— START —

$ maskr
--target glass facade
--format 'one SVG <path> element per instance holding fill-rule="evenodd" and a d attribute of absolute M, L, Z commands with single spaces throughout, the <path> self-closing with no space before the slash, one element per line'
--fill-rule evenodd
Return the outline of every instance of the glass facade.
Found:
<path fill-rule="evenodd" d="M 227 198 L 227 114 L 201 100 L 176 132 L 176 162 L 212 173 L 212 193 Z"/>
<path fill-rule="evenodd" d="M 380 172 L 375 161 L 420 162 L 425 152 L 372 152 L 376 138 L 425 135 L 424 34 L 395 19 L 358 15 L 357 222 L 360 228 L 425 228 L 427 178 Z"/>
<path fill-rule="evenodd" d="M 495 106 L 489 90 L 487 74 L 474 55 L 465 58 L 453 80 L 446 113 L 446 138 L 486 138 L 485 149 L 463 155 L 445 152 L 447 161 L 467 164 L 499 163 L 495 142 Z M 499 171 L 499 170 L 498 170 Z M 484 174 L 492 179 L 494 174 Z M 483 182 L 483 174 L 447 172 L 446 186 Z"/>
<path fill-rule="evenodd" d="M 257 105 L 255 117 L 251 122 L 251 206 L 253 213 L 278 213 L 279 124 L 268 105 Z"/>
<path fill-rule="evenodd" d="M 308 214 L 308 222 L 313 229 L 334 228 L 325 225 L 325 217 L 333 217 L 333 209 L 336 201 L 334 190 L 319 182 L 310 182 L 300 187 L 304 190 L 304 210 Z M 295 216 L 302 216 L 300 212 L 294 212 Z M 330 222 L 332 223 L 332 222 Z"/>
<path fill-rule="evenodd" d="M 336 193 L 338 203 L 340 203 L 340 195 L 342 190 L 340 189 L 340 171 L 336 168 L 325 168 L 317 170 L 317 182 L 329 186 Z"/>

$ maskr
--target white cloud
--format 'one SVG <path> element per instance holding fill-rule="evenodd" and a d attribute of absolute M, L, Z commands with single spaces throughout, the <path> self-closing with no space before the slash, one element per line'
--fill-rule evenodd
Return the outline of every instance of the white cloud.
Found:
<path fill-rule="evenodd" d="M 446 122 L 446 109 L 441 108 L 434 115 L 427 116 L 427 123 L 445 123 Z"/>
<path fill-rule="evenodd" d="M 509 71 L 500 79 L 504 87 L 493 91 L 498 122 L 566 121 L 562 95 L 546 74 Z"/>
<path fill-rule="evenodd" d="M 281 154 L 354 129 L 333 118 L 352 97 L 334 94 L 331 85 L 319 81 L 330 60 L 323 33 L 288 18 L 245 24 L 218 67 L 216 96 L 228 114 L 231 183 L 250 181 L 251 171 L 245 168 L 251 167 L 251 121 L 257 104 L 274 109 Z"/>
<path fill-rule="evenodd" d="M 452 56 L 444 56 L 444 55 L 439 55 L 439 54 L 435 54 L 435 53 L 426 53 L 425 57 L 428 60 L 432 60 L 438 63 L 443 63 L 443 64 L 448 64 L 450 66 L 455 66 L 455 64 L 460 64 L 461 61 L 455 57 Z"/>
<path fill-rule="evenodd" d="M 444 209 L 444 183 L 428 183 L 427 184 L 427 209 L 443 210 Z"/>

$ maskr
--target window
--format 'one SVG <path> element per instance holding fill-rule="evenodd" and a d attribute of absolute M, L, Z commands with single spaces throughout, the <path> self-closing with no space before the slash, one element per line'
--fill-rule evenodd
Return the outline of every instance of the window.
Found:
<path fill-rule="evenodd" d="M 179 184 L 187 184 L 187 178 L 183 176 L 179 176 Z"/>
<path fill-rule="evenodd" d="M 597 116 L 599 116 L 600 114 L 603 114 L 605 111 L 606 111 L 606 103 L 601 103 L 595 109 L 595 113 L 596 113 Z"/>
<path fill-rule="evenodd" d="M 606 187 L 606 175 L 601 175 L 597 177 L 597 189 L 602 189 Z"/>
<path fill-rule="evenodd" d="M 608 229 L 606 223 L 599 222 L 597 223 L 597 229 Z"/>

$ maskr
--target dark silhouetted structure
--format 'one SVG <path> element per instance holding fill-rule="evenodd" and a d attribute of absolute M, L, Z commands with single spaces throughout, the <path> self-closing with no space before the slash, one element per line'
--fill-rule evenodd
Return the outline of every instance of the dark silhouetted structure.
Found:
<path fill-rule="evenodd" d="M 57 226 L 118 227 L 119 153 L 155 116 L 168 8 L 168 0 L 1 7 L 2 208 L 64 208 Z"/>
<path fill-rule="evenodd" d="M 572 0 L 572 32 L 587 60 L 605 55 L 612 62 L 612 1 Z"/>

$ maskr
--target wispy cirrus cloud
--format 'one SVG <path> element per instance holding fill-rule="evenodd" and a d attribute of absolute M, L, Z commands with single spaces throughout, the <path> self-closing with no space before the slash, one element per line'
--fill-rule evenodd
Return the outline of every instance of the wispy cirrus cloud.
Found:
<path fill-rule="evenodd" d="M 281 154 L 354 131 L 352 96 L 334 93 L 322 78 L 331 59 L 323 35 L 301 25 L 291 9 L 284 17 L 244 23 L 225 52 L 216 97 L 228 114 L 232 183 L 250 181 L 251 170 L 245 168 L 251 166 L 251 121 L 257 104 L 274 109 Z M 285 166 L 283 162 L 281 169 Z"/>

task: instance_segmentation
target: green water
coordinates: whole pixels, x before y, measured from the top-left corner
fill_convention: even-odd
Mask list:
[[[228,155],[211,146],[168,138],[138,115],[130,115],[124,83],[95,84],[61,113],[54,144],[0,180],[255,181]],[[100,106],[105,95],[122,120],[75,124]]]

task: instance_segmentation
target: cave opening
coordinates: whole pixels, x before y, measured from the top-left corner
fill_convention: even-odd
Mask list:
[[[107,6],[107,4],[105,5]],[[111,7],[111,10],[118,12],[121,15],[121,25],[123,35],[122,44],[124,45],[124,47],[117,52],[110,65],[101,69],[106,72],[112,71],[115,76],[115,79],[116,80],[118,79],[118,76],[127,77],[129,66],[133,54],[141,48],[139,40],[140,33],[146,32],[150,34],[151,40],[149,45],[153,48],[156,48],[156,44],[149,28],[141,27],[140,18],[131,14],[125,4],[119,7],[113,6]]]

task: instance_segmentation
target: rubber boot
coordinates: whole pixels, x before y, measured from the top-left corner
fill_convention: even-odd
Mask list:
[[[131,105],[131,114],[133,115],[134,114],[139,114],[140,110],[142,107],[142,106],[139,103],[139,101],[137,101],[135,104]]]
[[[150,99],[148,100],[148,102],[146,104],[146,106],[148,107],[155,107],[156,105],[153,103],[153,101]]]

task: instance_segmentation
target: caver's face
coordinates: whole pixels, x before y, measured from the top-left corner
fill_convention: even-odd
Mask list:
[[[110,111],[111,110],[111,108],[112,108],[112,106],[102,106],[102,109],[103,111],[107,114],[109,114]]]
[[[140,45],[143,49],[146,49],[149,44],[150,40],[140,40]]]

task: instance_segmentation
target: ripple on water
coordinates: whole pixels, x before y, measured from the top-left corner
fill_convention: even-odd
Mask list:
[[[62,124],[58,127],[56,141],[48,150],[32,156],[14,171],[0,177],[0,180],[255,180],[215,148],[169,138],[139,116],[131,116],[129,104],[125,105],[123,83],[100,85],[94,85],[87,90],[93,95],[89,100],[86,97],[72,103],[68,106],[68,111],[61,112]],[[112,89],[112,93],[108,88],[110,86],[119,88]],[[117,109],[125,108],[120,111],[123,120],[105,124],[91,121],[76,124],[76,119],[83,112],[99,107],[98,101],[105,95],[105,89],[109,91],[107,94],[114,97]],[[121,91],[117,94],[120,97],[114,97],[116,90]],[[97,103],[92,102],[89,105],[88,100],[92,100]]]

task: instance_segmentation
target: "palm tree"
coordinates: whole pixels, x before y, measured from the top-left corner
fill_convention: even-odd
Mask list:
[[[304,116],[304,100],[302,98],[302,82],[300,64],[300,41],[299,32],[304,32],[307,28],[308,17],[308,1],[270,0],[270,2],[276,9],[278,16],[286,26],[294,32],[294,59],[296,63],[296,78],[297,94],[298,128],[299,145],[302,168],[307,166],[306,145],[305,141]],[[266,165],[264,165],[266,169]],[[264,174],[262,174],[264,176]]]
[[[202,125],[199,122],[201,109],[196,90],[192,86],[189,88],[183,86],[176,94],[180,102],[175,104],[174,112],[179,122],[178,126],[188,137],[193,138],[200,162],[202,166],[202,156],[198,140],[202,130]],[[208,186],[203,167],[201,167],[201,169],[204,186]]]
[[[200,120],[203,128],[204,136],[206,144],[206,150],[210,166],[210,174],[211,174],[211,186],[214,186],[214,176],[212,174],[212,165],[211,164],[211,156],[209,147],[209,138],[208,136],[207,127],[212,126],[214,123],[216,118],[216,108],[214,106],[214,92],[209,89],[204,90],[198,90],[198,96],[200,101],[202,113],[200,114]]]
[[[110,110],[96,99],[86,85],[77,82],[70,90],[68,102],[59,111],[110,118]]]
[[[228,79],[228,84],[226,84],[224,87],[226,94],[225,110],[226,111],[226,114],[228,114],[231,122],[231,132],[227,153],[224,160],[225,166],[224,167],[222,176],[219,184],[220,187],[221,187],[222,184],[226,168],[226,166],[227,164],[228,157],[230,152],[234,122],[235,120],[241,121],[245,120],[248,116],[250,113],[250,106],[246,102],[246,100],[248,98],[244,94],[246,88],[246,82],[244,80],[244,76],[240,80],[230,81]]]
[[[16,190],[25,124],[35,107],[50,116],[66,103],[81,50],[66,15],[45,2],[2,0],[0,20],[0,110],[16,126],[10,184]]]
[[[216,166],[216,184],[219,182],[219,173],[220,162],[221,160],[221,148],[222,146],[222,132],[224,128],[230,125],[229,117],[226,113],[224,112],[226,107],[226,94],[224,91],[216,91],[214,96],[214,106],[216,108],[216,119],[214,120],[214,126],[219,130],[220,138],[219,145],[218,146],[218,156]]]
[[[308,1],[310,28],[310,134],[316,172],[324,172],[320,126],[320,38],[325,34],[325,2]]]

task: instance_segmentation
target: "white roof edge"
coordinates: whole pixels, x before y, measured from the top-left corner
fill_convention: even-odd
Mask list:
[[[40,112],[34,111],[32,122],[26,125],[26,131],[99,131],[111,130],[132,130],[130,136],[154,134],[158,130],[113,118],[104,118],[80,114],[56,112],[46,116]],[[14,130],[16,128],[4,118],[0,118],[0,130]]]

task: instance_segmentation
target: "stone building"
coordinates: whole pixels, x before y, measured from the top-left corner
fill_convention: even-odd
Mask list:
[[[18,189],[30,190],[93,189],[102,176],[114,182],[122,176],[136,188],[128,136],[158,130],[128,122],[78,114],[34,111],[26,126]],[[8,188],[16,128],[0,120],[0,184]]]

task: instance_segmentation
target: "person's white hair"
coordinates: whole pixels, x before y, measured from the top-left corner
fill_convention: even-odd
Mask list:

— END —

TASK
Put the lines above, from the first one through the line containing "227 198 L 227" (both included), into a Markdown table with the columns Row and Line, numbering each row and leaving out blank lines.

ANSWER TO THIS EXERCISE
| Row | Line |
|---|---|
| 1 | $ maskr |
| 2 | --target glass facade |
| 3 | --format 'one SVG <path> element per instance holding fill-rule="evenodd" and a d attribute of absolute M, L, Z commands with single spaces throughout, the <path> self-closing with no space before the slash, one element per line' |
| 4 | --fill-rule evenodd |
| 5 | Return the outline of every instance of the glass facade. |
| 6 | Found: |
| 7 | <path fill-rule="evenodd" d="M 227 198 L 227 114 L 201 100 L 176 132 L 176 162 L 212 173 L 212 193 Z"/> |